[PROBLEM DETAILS] Anywhere the string "lavender" shows up in the listing below, copy the line it is in.

[RECORDS]
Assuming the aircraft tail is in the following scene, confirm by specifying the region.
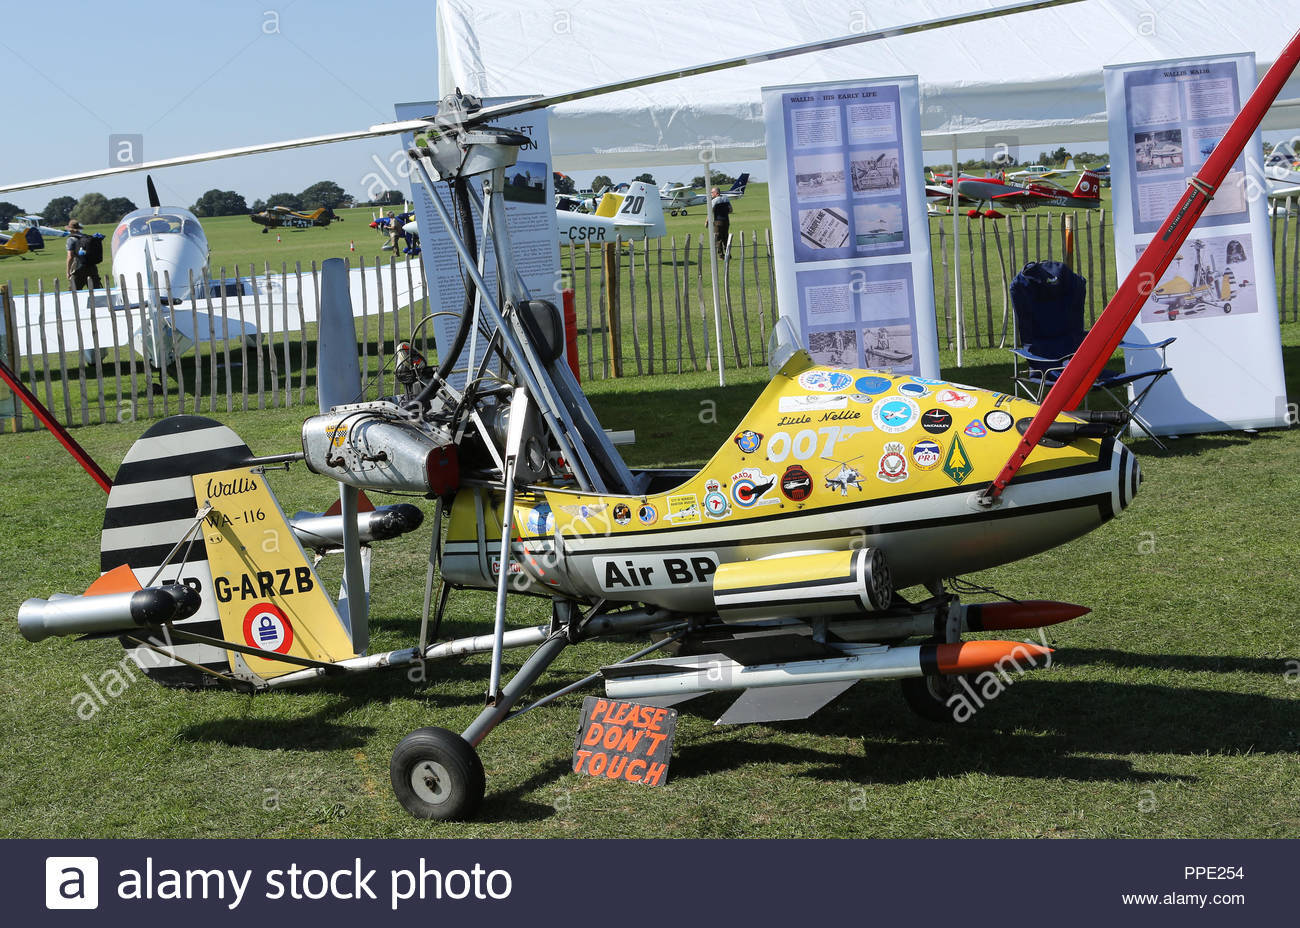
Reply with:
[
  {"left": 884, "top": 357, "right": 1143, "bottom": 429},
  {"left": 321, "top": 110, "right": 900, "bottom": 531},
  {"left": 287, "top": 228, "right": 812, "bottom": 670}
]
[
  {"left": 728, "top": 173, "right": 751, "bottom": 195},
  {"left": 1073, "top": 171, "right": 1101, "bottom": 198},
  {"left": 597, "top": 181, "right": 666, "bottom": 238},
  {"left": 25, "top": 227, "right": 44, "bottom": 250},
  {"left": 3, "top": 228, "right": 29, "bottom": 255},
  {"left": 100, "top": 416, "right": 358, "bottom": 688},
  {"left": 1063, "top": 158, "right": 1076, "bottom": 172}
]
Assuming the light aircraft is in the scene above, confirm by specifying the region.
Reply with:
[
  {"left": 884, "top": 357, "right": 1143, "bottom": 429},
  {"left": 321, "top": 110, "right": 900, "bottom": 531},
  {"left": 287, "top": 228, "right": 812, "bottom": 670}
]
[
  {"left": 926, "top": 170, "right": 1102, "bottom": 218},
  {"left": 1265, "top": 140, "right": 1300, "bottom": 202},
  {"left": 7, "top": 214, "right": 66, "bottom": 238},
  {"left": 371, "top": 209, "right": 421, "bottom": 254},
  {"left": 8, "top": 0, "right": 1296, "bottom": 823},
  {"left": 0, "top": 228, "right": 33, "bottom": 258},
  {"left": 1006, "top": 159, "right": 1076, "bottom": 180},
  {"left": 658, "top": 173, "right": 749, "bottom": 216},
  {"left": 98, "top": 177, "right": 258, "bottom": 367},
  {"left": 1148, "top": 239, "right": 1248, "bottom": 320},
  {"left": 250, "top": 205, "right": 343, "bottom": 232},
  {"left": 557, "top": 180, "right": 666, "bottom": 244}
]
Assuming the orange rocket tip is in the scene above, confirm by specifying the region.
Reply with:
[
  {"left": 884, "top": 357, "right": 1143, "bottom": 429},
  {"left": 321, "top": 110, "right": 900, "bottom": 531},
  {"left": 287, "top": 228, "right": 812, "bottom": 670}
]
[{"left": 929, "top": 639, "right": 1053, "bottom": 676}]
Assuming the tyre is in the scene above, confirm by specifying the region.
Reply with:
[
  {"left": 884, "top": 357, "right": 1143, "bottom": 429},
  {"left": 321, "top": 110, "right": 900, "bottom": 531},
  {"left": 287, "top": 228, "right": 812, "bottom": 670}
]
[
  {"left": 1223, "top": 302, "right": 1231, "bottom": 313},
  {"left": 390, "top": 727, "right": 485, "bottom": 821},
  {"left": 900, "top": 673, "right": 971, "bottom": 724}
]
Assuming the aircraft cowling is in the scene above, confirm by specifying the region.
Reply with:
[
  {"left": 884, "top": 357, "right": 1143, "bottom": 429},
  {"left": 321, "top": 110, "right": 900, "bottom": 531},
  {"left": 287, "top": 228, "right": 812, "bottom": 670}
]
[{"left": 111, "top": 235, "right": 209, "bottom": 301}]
==
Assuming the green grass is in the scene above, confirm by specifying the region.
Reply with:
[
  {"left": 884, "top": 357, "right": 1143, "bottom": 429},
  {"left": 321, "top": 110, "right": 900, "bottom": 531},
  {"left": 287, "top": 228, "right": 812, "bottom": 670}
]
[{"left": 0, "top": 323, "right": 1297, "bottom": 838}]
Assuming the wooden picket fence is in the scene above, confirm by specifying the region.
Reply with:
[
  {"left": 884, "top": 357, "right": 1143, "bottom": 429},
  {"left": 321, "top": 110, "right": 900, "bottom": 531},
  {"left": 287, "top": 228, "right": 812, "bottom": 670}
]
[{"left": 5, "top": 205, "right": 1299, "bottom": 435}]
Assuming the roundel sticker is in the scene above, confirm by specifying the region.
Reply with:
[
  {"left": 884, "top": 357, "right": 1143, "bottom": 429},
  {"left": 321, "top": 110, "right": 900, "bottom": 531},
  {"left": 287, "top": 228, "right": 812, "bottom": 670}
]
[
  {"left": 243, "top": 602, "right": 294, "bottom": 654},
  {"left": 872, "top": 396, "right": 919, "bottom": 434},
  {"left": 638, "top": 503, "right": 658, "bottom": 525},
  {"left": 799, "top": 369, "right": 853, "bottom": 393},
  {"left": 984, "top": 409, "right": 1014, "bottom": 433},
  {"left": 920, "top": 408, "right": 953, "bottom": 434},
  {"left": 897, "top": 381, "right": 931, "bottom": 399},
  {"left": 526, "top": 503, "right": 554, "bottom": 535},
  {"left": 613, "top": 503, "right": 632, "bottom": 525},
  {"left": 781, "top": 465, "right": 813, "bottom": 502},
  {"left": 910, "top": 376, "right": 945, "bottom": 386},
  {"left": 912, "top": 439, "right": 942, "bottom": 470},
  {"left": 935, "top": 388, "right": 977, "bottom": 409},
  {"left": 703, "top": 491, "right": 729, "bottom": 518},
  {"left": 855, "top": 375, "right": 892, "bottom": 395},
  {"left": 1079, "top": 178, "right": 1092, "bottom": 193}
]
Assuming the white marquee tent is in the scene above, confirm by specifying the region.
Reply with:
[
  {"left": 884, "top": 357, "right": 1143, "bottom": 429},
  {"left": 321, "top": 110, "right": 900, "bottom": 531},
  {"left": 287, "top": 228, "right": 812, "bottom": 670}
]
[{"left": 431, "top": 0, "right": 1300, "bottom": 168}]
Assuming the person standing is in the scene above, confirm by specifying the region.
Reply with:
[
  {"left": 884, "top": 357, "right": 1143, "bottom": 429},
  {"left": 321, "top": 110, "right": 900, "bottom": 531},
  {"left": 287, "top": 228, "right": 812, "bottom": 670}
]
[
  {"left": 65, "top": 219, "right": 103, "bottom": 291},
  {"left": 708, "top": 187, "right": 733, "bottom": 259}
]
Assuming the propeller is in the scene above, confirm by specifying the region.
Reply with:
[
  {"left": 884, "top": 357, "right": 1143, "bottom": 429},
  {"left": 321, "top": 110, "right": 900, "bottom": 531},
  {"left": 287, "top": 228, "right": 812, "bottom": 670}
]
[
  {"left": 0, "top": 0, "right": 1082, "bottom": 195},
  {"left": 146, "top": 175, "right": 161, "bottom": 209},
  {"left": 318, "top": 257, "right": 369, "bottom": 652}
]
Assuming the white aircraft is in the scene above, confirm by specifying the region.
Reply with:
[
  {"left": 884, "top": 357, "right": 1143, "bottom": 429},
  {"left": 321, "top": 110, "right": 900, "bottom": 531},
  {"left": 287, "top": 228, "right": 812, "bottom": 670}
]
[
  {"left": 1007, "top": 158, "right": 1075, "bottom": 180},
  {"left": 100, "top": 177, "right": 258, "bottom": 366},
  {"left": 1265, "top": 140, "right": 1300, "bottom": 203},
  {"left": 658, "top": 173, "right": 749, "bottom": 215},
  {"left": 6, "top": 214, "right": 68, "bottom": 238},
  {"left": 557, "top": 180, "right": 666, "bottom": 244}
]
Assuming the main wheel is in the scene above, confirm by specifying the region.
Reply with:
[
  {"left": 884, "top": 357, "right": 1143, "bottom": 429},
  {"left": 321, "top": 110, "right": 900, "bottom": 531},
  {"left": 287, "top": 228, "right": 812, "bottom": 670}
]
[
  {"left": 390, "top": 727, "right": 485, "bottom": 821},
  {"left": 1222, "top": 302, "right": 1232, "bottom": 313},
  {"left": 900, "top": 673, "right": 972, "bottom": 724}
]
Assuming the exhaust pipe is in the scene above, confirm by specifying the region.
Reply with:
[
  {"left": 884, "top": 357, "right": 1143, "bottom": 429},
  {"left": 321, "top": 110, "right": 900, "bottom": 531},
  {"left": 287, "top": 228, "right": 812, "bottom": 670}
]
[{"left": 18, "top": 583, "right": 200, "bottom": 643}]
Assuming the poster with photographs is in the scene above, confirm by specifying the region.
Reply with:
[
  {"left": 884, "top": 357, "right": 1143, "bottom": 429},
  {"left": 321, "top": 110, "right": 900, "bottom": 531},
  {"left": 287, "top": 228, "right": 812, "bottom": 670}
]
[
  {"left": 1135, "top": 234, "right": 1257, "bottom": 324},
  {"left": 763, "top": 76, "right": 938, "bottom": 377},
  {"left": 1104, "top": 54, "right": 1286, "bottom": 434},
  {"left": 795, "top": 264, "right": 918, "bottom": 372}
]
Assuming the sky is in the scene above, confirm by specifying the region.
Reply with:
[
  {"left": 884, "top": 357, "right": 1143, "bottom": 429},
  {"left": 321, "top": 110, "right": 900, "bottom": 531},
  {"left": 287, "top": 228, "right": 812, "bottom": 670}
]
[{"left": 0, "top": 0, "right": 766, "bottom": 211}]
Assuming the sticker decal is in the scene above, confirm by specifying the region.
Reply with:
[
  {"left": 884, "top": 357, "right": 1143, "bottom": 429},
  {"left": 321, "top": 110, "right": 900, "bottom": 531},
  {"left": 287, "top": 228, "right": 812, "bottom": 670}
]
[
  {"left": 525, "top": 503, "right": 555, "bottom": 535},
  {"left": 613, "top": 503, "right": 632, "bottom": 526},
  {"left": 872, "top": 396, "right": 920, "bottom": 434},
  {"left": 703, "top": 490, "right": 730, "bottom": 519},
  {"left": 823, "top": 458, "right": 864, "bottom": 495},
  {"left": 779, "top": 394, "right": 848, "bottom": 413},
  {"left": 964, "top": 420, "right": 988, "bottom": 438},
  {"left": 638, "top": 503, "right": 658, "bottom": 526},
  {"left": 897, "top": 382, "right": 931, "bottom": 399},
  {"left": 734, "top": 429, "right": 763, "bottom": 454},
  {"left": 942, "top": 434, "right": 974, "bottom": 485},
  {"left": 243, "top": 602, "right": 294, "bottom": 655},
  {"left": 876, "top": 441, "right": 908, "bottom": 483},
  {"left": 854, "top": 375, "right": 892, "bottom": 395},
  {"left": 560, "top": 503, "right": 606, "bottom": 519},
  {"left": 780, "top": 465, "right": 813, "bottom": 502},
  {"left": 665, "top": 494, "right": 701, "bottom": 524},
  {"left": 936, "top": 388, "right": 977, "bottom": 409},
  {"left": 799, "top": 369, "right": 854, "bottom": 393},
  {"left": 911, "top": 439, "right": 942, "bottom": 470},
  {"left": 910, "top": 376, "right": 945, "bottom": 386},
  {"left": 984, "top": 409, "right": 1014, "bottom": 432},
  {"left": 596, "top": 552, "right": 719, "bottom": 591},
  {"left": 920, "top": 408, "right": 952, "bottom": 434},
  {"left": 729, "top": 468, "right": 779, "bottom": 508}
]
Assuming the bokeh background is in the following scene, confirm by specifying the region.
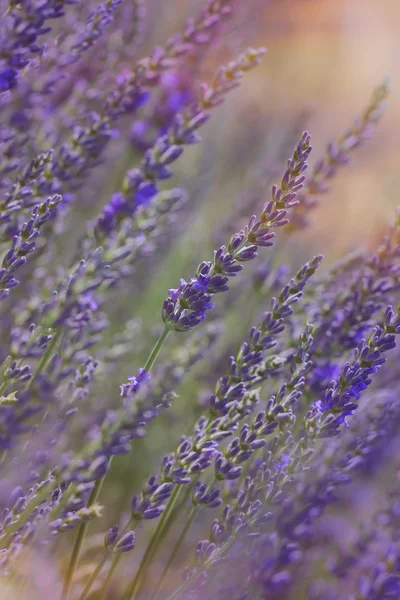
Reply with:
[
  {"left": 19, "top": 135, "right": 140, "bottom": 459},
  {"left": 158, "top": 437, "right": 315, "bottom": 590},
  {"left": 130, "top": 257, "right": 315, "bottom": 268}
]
---
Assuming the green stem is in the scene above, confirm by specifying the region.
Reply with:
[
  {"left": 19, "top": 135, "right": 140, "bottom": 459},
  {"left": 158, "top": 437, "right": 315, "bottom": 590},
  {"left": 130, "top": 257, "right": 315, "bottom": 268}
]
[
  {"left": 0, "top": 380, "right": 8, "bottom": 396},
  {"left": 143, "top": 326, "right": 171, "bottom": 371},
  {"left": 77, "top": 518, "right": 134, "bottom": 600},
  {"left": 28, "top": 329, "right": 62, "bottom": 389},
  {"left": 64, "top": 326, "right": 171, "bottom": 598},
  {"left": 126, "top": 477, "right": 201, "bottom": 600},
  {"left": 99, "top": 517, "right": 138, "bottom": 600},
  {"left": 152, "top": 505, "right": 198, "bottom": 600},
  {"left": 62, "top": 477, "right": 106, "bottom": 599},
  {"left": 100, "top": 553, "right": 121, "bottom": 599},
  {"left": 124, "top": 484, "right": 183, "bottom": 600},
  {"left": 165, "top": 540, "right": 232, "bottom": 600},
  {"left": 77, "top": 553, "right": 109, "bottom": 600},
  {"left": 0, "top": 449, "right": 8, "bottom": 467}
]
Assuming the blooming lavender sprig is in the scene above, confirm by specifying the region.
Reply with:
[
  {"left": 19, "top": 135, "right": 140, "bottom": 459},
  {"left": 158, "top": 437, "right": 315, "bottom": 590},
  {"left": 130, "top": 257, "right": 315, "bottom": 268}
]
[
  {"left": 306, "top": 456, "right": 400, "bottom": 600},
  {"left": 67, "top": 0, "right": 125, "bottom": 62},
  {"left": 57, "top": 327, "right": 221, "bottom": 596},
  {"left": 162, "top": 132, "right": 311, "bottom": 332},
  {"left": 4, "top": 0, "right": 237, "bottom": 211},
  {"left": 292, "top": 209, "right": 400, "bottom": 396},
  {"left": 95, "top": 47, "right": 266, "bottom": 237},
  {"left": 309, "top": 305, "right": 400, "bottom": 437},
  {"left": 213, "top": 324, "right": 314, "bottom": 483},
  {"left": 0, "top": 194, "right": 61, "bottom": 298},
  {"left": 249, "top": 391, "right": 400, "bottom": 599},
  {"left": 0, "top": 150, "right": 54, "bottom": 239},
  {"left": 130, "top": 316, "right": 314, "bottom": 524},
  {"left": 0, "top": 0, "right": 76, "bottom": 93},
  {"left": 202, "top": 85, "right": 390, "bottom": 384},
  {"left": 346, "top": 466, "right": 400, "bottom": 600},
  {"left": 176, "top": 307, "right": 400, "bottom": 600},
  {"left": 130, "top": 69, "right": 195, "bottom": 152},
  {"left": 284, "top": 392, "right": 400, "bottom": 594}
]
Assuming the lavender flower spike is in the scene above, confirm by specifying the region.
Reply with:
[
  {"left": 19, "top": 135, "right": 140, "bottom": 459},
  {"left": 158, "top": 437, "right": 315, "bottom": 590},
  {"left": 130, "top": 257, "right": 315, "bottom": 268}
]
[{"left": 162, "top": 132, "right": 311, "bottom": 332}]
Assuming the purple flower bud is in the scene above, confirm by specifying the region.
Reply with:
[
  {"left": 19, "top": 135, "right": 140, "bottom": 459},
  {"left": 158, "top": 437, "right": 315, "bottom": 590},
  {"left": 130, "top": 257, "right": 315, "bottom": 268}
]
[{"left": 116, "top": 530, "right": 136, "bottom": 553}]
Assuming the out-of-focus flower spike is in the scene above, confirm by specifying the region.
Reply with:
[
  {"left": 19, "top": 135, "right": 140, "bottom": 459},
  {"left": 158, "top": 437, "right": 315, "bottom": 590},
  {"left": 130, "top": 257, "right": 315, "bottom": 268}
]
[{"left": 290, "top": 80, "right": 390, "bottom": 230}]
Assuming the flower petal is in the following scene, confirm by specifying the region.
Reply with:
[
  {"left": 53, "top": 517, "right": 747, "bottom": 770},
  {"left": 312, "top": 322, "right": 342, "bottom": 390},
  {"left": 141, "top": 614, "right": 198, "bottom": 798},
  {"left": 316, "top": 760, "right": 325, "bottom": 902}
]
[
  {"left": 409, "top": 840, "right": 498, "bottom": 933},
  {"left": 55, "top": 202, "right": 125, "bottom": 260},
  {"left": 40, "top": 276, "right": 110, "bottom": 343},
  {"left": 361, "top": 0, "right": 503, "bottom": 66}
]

[YOUR SOLUTION]
Assuming the blooming lavender sprig is in the scene above, confirm by specifying the region.
Assuming the lavender flower spike is in the scene above, confirm by specifying the region.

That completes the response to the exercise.